• Text
+---+

Vorneweg und ehrlich gesagt: Die fünfziger Jahre haben eine schlechte Presse. Unseren heutigen Meinungsathleten gelten sie als finstere Vor-Zeit der glorreichen 68er Umbrüche, als die Epoche, in der die CDU absolute Mehrheiten gewann, in der sich die alten Nazis noch verstecken konnten und in der der Kuppeleiparagraph die Liebespaare ängstige, die sich in der elterlichen Wohnung trafen. Aber es war auch die Zeit, in der es keine Massenkriminalität gab, keine Massenscheidungen, keine überbordenden Staatsschulden, keinen islamistischen Terror und keine s*** storms gegen jeden, der von der politischen Korrektness abwich. Nur langsam beginnt sich bei einigen die Einsicht durchzusetzen, dass diese Zeit wohl anders war, aber bestimmt nicht schlechter als das, was wir gegenwärtig erleben.

+---+

• Bereitgestelltes Material
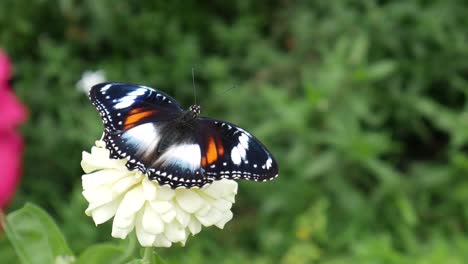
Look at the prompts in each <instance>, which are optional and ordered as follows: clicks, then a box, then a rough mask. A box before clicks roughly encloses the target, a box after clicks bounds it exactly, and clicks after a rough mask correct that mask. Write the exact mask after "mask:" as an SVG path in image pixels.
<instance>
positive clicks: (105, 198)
mask: <svg viewBox="0 0 468 264" xmlns="http://www.w3.org/2000/svg"><path fill="white" fill-rule="evenodd" d="M82 194H83V196H84V197H85V199H86V201H88V202H89V203H91V204H93V207H97V206H101V205H103V204H106V203H109V202H111V201H112V200H113V199H114V195H113V192H112V190H110V189H109V188H94V189H85V190H84V191H83V192H82Z"/></svg>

+---+

• Arbeitsauftrag
Führen Sie sämtliche Erscheinungen auf, die es nach dem Text über die fünfziger Jahre in jener Zeit nicht gab.

• Lösung
- Massenkriminalität
- Massenscheidungen
- überbordende Staatsschulden
- islamistischer Terror
- s*** storms gegen jeden, der von der politischen Korrektness abwich